» Data shown:
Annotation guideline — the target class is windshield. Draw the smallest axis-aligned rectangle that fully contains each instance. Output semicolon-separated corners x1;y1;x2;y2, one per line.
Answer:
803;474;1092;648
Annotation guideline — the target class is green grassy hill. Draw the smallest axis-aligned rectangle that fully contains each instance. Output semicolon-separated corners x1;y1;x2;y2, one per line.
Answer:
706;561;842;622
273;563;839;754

==

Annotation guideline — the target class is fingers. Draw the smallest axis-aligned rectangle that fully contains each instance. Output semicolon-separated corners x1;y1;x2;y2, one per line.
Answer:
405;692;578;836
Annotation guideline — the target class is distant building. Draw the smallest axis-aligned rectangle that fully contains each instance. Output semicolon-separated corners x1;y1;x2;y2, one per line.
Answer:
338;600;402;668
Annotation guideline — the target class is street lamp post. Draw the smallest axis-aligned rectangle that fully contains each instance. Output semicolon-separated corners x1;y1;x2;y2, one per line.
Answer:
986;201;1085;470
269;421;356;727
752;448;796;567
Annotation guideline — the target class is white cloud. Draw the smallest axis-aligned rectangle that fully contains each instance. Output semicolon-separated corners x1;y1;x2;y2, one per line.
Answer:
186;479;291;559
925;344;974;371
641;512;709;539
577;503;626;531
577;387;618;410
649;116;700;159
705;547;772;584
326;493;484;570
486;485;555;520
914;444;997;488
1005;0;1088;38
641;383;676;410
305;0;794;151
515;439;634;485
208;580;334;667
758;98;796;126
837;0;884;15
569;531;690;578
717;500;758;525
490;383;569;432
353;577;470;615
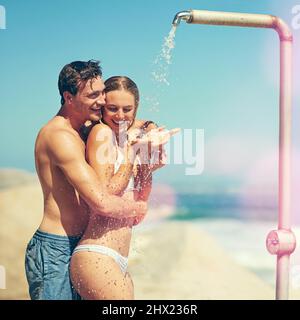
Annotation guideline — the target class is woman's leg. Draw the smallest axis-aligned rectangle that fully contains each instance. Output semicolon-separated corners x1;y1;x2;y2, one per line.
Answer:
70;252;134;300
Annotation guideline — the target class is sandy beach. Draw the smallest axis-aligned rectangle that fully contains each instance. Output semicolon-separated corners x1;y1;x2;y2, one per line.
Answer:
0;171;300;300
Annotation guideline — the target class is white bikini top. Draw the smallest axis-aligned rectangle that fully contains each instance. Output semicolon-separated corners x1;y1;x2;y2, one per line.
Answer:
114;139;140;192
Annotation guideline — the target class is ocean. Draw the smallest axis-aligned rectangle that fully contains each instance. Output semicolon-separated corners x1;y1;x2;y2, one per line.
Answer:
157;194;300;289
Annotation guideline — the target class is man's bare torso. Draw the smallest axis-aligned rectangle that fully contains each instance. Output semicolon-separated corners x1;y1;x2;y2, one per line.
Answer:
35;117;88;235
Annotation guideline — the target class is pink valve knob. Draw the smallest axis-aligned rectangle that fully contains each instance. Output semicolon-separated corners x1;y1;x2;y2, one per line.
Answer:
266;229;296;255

» Prompt: Rewrite the lines from the one holding "Annotation guideline — the target class is woman's" through the one holding "0;171;300;300", inclusive, putting "sand" in place of "sandy beach" and leaving everything else unchanged.

» Solution:
Annotation guideline — the target class is woman's leg. Draw the smallest axis-aligned rectangle that fully contains each instance. Output semicolon-separated corners x1;y1;x2;y2, one per line.
Answer:
70;252;134;300
Annotation guideline — the target class is sand. Draw the smallest axis-aligned rectangle that fully contains each instance. Output semicolon-separated corners x1;y1;x2;y2, one per line.
Answer:
0;171;300;300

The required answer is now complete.